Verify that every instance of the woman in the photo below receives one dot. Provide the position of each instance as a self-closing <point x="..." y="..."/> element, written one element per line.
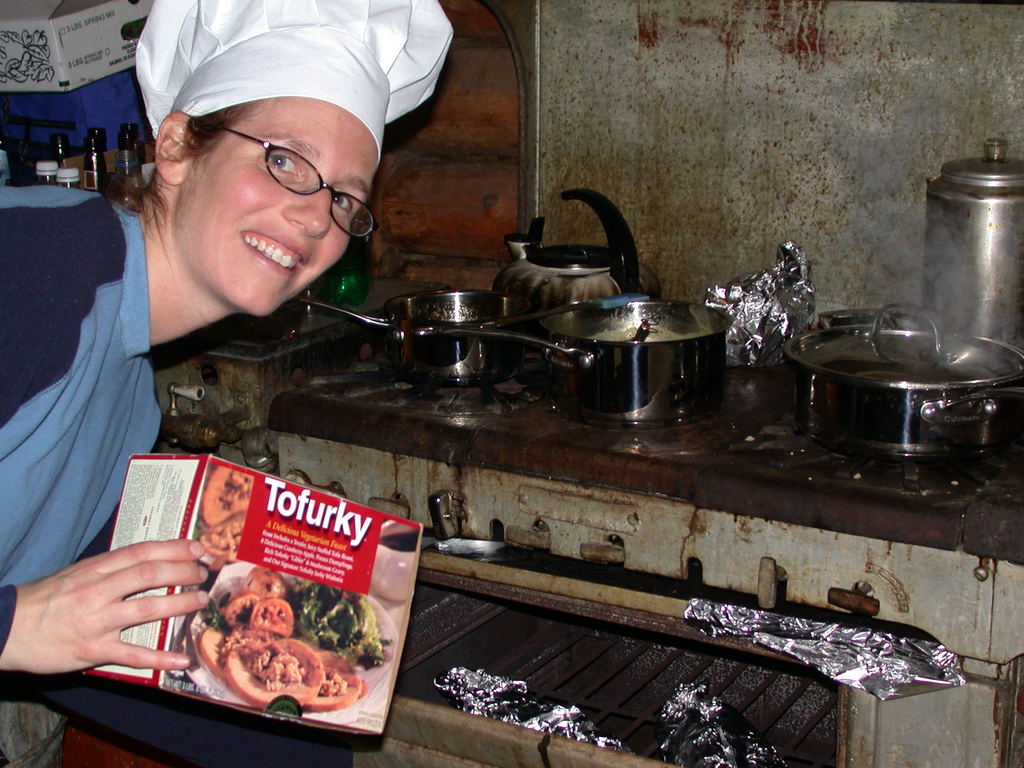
<point x="268" y="118"/>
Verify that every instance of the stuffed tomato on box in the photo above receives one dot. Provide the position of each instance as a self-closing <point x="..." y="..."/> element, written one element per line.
<point x="309" y="593"/>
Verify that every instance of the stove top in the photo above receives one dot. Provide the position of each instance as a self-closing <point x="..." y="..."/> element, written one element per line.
<point x="745" y="460"/>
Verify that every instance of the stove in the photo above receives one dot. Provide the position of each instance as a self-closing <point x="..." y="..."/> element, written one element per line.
<point x="622" y="527"/>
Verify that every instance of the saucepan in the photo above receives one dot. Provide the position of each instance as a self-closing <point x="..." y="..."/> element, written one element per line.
<point x="906" y="392"/>
<point x="648" y="363"/>
<point x="457" y="357"/>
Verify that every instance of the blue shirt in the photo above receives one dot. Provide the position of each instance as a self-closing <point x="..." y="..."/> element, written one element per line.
<point x="77" y="393"/>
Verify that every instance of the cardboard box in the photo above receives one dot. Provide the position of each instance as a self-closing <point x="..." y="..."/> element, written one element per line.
<point x="309" y="593"/>
<point x="49" y="45"/>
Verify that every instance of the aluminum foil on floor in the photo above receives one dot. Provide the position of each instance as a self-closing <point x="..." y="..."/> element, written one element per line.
<point x="882" y="664"/>
<point x="698" y="730"/>
<point x="511" y="701"/>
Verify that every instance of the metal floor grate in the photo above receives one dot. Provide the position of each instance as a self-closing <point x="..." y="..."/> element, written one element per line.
<point x="619" y="677"/>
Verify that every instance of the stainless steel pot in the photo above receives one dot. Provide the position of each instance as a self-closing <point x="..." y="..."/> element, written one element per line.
<point x="896" y="393"/>
<point x="655" y="363"/>
<point x="644" y="364"/>
<point x="453" y="359"/>
<point x="974" y="245"/>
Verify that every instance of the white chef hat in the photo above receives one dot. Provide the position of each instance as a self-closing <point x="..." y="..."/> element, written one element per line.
<point x="375" y="58"/>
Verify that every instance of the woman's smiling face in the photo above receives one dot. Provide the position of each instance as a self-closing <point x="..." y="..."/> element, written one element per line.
<point x="239" y="242"/>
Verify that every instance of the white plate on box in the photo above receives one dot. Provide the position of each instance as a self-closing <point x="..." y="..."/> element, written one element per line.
<point x="231" y="581"/>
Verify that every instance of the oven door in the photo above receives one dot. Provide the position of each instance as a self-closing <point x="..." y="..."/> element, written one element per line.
<point x="619" y="676"/>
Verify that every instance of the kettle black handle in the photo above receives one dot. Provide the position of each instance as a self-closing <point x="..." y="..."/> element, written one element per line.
<point x="625" y="264"/>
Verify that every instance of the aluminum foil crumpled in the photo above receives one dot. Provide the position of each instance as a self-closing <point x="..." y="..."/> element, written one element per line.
<point x="511" y="701"/>
<point x="767" y="308"/>
<point x="698" y="730"/>
<point x="879" y="663"/>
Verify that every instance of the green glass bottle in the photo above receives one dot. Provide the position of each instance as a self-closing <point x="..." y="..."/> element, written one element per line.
<point x="347" y="283"/>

- **ACTION ITEM**
The records above should be reproduced exactly, with no pictures included.

- **ANSWER TO THIS EXERCISE**
Verify that every instance of the woman in the photo below receives one dot. Provide the position of each instance as a self-closing <point x="..." y="..."/> element, written one element per line.
<point x="268" y="118"/>
Verify that every instance of the stuffed tomato on box in the photo above receives one dot. Provide the position of each instance as a self-closing <point x="..." y="..."/> element, written one element per line.
<point x="309" y="593"/>
Verify that every instance of the stove top in the photo above receives one dot. Provide the position of each instance as a self-closing <point x="..." y="..."/> element, written one element per line.
<point x="745" y="460"/>
Verify that every instance of the stove in the photo above receives one dot. Provide the position of each instance as a self-closing <point x="..." y="..."/> element, written one element per line.
<point x="622" y="527"/>
Verify that every instance of the saucepan in the photo above receives one dot. Provide the position of each instance as a self-closing <point x="..." y="..."/> element, written one element per line.
<point x="906" y="392"/>
<point x="648" y="363"/>
<point x="457" y="357"/>
Verify that every instance of the blue shirt in the photo above receives one dot. Provide the position of each instance as a self-closing <point x="..." y="..."/> element, written one element per line.
<point x="77" y="393"/>
Verify that every instance of the cardboard box in the photo above receives one dot. Provide the position of each instance as a self-closing <point x="..." y="..."/> element, written one element per line.
<point x="309" y="593"/>
<point x="49" y="45"/>
Verify that every instance of the aluminum foil on floor in the photo above receives one dot. Provide the position of each instance as a self-closing <point x="..." y="..."/> element, written one element per line.
<point x="882" y="664"/>
<point x="698" y="730"/>
<point x="511" y="701"/>
Verify that every instance of the metal floor grate in the photo above receives one dot. Provide the position of each instance as a self-closing <point x="..." y="..."/> element, written one element per line.
<point x="619" y="677"/>
Verify that every instance of the stainless steel pot in the photo above receives one dot. Provide the position of each instance as a self-closing <point x="..." y="..."/> element, written one element per line.
<point x="896" y="393"/>
<point x="655" y="363"/>
<point x="644" y="364"/>
<point x="453" y="359"/>
<point x="974" y="245"/>
Verify that every instance of the white chef hat in the photo above receives one dot. Provide the position of each instance as a self-closing <point x="..." y="..."/> element, written one element per line.
<point x="375" y="58"/>
Verify that every instance of the woman's smiling face in the photo above receives one dot. Provide the position of each instance as a self-closing <point x="..." y="..."/> element, written one element per line.
<point x="239" y="242"/>
Verify that every instance of the white plate on box in the photo above receives one dot. Provide the position of each instance as a self-closing <point x="..." y="..."/> element, written one element per line.
<point x="231" y="581"/>
Verify that every instance of the oven door in the photo above receives one dot. Provide the position of each instance as a self-closing <point x="..." y="..."/> element, written one element per line.
<point x="619" y="676"/>
Verify that every instance of the kettle black handle in the photo above receives one dot. Provide the position of each instance as a self-closing <point x="..." y="..."/> element, written one element per line.
<point x="625" y="264"/>
Verify that every instance of the aluminum foil crumpled in the photo above receives one dot. Provide the position of each instance as a self-closing <point x="..." y="..."/> element, written one element per line.
<point x="511" y="701"/>
<point x="767" y="308"/>
<point x="698" y="730"/>
<point x="879" y="663"/>
Verify that every instance of the green glass bottle in the photo above receives one dot. Provide the position of each instance as a self-closing <point x="..." y="..."/> element, written one element per line.
<point x="347" y="283"/>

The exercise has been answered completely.